** START OF Items **
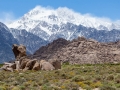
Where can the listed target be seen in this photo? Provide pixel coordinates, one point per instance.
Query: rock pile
(22, 62)
(80, 51)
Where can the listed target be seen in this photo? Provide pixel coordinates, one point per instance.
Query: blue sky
(101, 8)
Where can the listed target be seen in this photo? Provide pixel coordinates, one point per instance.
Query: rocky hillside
(6, 42)
(80, 51)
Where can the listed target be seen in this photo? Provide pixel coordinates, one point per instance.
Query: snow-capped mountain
(60, 16)
(42, 25)
(50, 21)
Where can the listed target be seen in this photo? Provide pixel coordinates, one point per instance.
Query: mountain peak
(61, 15)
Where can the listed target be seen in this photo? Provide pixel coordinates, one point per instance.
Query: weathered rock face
(55, 63)
(44, 65)
(81, 50)
(19, 51)
(46, 52)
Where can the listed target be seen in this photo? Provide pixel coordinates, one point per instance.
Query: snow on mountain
(60, 16)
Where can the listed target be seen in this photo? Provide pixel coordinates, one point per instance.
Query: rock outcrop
(22, 62)
(80, 51)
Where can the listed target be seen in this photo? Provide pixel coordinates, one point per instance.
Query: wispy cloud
(7, 17)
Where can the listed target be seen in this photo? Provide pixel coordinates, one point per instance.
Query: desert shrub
(107, 87)
(78, 78)
(110, 77)
(96, 84)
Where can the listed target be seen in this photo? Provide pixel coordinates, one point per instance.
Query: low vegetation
(70, 77)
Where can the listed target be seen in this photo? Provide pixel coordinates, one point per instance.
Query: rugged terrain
(80, 51)
(70, 77)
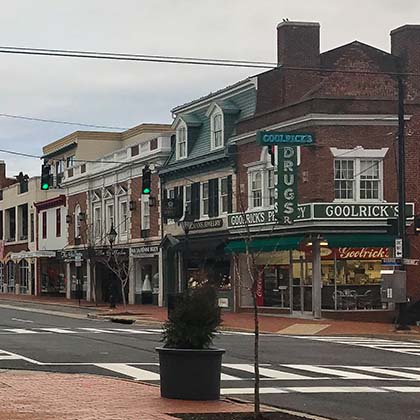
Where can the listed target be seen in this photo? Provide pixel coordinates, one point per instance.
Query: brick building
(347, 181)
(106, 195)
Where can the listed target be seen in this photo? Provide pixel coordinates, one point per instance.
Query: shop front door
(302, 286)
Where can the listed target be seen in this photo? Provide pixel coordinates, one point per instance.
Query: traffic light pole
(402, 230)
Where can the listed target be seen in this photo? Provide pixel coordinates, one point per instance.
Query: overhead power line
(23, 117)
(203, 61)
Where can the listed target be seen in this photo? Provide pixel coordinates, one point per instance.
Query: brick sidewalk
(279, 324)
(43, 396)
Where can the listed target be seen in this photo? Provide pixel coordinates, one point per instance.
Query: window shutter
(195, 200)
(179, 195)
(214, 197)
(230, 195)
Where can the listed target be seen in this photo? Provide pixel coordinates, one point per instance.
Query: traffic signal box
(417, 225)
(46, 177)
(146, 181)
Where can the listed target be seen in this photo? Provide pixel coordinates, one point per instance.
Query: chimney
(298, 44)
(2, 173)
(405, 42)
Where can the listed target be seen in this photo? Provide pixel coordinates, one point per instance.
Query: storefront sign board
(287, 181)
(207, 224)
(280, 138)
(144, 250)
(323, 211)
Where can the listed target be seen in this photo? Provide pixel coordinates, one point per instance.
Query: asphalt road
(345, 378)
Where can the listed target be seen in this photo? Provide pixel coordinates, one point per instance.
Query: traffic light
(271, 152)
(392, 227)
(146, 180)
(417, 225)
(46, 177)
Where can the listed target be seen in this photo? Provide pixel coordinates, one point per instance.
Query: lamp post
(112, 236)
(186, 226)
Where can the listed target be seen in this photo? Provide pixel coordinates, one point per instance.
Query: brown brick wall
(72, 202)
(136, 186)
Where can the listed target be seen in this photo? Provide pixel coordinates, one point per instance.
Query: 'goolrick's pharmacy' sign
(287, 203)
(323, 211)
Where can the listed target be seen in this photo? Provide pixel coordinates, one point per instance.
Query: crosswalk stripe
** END OF Items **
### Request
List each line in the rows above that contains the word "light".

### Answer to this task
Query: traffic light pole
Query: traffic light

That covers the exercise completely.